>> begin

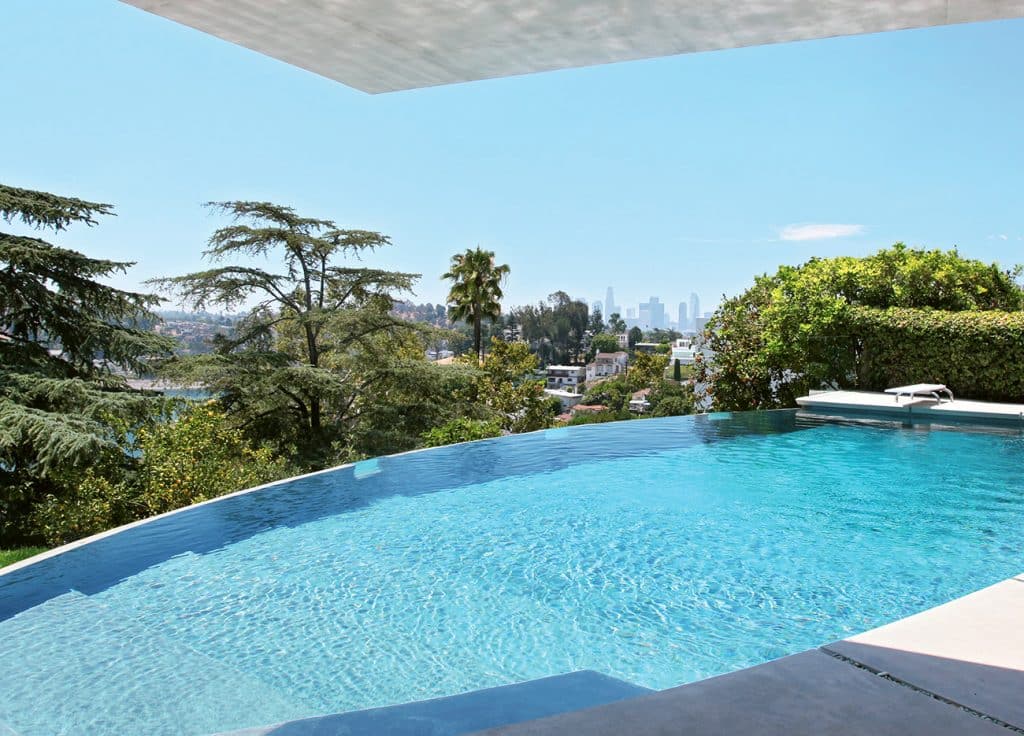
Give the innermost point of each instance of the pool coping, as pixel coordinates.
(608, 719)
(22, 564)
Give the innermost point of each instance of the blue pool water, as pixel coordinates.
(658, 552)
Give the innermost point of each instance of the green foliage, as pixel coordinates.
(92, 505)
(461, 430)
(599, 418)
(613, 392)
(298, 366)
(647, 370)
(669, 398)
(411, 396)
(9, 557)
(476, 291)
(635, 336)
(200, 457)
(792, 332)
(508, 388)
(979, 354)
(556, 331)
(64, 334)
(604, 343)
(616, 325)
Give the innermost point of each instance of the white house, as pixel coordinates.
(566, 377)
(567, 398)
(684, 351)
(605, 364)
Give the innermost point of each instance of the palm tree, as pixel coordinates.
(476, 290)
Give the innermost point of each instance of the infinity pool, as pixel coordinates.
(658, 552)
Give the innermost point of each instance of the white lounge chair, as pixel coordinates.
(932, 390)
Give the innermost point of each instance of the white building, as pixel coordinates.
(605, 364)
(566, 377)
(567, 398)
(684, 351)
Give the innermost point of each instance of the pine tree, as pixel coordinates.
(66, 339)
(298, 366)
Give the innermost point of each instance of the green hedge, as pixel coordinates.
(978, 354)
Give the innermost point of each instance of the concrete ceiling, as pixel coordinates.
(388, 45)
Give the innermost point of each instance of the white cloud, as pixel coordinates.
(816, 231)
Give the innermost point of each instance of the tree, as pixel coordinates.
(199, 456)
(66, 339)
(507, 386)
(556, 330)
(306, 351)
(476, 291)
(793, 332)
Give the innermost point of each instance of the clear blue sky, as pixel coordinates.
(658, 177)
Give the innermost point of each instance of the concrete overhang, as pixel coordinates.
(388, 45)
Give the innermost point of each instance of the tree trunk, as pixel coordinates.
(477, 341)
(314, 415)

>> end

▶ **GOAL**: Return every line of the data above word for word, leaving out the pictures.

▶ **THE OUTPUT**:
Give the innermost point of each instance of the pool coping, as pixel coordinates.
(608, 719)
(22, 564)
Give the innermost point of each instance of the blue pool water, as pixel coordinates.
(658, 552)
Give the innermost point of each instance of the green foliage, as pixel coordinates.
(92, 505)
(461, 430)
(599, 418)
(613, 392)
(298, 366)
(647, 370)
(669, 398)
(411, 396)
(9, 557)
(476, 291)
(635, 336)
(200, 457)
(792, 332)
(508, 388)
(979, 354)
(556, 331)
(64, 334)
(604, 343)
(616, 325)
Give the innermost point of each instance of the white house, as pixel coordinates.
(566, 377)
(567, 398)
(684, 351)
(605, 364)
Give the innermost point of each instance of the palm tree, as pixel coordinates.
(476, 290)
Give the innermost point of each instance of the infinity pool, as pixel coordinates.
(658, 552)
Give the innermost point of each instance of the white lounge chair, as pixel coordinates.
(932, 390)
Give the innermost point of each instance of the white building, as pixel coordinates.
(605, 364)
(566, 377)
(567, 398)
(684, 351)
Give the innermost point of each instance of the pine tree, as pixel coordinates.
(66, 339)
(298, 366)
Give the innermost point of each instance of the green hedge, as pixel coordinates.
(978, 354)
Give the innermost point of each instance of the concrete ceiling, as pixel coordinates.
(388, 45)
Give the innermost point of each instance of the white cloud, as pixel coordinates.
(816, 231)
Give the innermost point of each instance of the tree, as pixel coordinates.
(199, 456)
(66, 339)
(507, 386)
(556, 330)
(306, 351)
(476, 291)
(793, 332)
Give the innermost point of each instance of the clear blue sky, as pixel coordinates.
(658, 177)
Give the innermost point of each instance of the concrete overhang, as pixel coordinates.
(388, 45)
Give the innermost point of each instance of the tree trunk, as pixel coordinates.
(477, 341)
(314, 415)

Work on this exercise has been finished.